== Segment start ==

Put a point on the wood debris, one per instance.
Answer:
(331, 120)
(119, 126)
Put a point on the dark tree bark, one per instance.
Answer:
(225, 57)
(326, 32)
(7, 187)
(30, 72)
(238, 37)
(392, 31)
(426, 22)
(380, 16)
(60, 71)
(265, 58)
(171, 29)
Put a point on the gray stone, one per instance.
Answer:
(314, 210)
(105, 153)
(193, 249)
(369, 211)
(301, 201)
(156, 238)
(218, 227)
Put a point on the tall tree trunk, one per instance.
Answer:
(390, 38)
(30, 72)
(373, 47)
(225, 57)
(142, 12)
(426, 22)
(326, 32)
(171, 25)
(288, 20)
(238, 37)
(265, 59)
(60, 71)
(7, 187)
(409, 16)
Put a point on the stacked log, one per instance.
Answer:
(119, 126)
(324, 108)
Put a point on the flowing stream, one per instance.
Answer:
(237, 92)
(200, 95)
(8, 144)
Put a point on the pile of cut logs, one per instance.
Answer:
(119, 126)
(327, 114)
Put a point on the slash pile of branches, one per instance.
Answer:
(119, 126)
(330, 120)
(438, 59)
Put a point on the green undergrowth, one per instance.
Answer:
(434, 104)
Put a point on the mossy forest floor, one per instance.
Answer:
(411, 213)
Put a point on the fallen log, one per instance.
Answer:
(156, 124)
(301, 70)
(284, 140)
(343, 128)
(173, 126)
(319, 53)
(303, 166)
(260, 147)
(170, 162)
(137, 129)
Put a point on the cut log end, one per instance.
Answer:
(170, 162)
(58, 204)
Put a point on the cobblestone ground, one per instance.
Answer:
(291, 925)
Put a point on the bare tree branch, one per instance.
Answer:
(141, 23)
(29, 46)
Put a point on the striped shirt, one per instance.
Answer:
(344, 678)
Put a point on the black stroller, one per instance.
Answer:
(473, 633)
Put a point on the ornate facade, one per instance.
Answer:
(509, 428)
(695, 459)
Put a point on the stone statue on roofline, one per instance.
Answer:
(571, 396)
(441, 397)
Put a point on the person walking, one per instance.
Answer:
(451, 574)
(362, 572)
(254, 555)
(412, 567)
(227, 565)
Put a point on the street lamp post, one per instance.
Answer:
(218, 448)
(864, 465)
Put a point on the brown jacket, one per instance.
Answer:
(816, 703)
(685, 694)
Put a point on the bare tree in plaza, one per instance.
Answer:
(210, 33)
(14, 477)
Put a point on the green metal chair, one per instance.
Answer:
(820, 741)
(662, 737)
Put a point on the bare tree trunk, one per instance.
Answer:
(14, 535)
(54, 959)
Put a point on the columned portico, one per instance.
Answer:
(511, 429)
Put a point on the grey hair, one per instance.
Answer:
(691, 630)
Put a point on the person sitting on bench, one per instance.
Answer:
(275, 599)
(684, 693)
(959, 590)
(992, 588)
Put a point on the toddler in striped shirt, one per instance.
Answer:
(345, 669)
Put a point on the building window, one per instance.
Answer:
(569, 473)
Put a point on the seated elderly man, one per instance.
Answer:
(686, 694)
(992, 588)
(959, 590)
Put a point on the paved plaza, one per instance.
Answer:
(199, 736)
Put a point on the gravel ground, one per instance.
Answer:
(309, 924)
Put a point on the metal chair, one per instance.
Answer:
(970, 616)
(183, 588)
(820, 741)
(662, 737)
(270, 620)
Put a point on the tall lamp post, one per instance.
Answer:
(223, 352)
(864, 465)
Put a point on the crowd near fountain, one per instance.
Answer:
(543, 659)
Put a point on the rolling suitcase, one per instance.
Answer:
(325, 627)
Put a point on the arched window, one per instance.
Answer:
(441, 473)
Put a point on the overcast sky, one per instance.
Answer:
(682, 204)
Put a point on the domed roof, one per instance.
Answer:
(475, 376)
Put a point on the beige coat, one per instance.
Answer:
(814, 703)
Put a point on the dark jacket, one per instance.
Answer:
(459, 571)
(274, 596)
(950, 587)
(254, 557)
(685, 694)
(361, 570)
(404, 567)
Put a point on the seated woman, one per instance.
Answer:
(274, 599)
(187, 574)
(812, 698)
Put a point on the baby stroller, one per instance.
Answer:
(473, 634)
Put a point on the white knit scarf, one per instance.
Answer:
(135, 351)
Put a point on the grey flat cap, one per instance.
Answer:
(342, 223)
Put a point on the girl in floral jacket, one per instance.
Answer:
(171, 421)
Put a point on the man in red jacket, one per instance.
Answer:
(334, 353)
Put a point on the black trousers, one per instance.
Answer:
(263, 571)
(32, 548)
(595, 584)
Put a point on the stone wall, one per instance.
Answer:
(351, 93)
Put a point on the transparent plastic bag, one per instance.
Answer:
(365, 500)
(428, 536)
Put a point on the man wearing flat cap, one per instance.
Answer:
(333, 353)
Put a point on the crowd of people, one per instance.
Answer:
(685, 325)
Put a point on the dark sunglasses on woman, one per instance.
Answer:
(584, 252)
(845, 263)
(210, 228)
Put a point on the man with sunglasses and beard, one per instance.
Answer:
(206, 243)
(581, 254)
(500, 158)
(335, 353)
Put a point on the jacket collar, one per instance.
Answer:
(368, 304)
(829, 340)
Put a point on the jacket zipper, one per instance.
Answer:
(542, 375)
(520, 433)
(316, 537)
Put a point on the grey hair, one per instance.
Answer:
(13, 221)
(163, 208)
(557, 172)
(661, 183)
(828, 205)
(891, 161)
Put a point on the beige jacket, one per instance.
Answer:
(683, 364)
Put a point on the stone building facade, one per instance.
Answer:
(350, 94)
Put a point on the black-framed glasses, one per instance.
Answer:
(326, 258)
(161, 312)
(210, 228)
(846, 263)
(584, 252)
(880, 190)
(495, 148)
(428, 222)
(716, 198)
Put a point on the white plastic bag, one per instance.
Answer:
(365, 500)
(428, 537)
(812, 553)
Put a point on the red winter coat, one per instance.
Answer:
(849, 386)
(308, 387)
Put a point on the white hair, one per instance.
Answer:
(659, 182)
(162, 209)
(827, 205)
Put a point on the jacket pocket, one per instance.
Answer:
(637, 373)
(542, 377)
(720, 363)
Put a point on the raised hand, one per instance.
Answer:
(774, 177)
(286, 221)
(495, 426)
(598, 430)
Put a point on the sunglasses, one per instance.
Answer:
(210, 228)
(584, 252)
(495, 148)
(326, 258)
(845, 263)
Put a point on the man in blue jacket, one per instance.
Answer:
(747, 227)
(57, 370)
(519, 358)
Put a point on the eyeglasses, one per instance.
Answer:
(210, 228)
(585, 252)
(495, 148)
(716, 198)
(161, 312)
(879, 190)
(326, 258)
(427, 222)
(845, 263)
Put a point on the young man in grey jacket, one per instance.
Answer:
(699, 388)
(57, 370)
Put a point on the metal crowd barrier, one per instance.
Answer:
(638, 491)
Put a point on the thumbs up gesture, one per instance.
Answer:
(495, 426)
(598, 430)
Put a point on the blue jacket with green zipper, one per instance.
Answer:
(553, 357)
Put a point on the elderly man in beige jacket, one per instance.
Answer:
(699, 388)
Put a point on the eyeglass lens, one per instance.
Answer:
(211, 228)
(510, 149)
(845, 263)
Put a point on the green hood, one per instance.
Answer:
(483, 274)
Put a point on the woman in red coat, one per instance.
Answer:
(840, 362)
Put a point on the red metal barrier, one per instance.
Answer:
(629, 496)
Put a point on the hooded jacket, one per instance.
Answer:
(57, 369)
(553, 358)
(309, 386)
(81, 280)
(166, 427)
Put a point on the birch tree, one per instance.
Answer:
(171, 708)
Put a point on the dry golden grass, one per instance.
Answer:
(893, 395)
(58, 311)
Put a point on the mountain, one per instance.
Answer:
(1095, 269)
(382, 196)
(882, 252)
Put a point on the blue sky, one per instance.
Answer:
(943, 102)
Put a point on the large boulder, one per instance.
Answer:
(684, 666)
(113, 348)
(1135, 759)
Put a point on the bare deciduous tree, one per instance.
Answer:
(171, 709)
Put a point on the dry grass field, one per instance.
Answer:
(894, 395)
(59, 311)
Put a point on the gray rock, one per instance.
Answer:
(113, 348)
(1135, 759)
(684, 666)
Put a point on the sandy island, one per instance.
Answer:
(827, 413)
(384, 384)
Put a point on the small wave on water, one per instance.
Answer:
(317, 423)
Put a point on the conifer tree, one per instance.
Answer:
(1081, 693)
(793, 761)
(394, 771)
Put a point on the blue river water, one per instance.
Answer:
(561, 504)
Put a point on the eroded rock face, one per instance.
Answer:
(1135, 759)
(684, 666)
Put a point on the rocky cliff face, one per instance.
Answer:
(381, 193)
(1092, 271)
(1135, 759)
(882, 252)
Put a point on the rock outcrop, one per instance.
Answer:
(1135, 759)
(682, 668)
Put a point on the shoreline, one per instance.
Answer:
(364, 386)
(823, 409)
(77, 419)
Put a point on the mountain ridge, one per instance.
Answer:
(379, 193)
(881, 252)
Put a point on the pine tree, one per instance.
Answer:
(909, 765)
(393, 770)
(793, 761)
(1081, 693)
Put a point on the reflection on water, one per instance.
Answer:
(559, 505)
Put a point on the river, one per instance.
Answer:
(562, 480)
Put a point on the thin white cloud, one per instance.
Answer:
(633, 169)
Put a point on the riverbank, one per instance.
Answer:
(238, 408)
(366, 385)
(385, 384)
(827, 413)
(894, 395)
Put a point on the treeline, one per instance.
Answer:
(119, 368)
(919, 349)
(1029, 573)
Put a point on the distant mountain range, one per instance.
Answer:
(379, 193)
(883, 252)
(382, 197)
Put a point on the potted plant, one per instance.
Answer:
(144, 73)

== Segment end ==

**What the exercise asks**
In the lines above, find each one with "striped" and list it.

**Response to this task**
Put a point on the striped shirt, one per instance.
Put a point on the toddler in striped shirt, one per instance.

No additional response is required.